EXERCISE AIM => Every line of the data below is to be written out again exactly.

TASK INPUTS =>
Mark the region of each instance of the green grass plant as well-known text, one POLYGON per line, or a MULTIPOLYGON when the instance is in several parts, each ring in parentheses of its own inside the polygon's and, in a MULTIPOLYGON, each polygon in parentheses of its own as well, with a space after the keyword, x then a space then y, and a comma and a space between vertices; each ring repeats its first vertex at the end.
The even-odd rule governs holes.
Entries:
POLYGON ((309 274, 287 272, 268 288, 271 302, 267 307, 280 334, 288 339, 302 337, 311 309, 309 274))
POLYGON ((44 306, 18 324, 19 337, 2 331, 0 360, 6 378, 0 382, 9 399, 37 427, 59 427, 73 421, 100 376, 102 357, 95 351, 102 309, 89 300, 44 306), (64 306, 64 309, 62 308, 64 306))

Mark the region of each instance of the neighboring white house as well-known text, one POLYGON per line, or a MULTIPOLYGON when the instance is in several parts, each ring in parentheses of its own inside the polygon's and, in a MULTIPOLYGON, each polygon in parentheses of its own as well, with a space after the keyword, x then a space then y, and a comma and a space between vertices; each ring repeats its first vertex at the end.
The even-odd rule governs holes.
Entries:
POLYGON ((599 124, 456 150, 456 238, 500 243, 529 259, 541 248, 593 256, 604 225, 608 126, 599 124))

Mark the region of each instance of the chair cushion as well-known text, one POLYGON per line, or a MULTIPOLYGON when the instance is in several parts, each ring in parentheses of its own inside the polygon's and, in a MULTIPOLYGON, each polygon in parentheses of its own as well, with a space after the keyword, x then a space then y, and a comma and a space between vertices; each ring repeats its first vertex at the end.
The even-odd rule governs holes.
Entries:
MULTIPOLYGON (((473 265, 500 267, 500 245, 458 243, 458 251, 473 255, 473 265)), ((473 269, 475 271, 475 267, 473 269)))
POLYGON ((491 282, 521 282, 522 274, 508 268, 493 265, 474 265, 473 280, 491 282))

PROBLEM SOLUTION =>
Mark the region of each instance of the green grass plant as well-known text, one POLYGON per line, or a MULTIPOLYGON when the instance is in several parts, each ring in parentheses of its own inside the polygon's and, in a MULTIPOLYGON, each polygon in parentheses of its own as well, with a space after the keyword, x then a space then y, and a comma and a space between vertices; each ring repeats its first vertex at the end.
The even-odd rule governs holes.
Entries:
POLYGON ((309 274, 287 272, 268 288, 271 302, 267 307, 280 334, 288 339, 302 337, 311 309, 309 274))
POLYGON ((44 306, 18 324, 19 337, 2 331, 0 360, 6 378, 0 382, 9 399, 37 427, 59 427, 73 421, 100 376, 102 357, 95 351, 102 309, 89 300, 44 306), (64 306, 64 309, 62 308, 64 306))

Mark the region of each instance of the neighboring white house as well-known text, one POLYGON per line, or a MULTIPOLYGON when the instance is in several parts, each ring in parentheses of its own inside the polygon's and, in a MULTIPOLYGON, each polygon in parentheses of its own as well, with a space after the keyword, x then a space then y, and a comma and a space between vertices; each ring repeats its first vertex at the end.
The even-odd rule governs holes.
Entries:
POLYGON ((599 124, 456 150, 456 238, 500 243, 529 259, 541 248, 593 256, 604 225, 608 126, 599 124))

Mark the region of each instance of the chair cushion as well-known text, one POLYGON per line, or a MULTIPOLYGON when the instance is in several parts, each ring in parentheses of its own inside the polygon's and, in a MULTIPOLYGON, each polygon in parentheses of its own as well, with a space after the keyword, x then a space then y, and a comma and a space between vertices; each ring repeats its first vertex at the end.
The even-odd rule governs holes.
Entries:
MULTIPOLYGON (((473 265, 500 267, 500 245, 458 243, 458 251, 473 255, 473 265)), ((473 269, 475 271, 475 267, 473 269)))
POLYGON ((491 282, 521 282, 522 274, 508 268, 493 265, 474 265, 473 280, 491 282))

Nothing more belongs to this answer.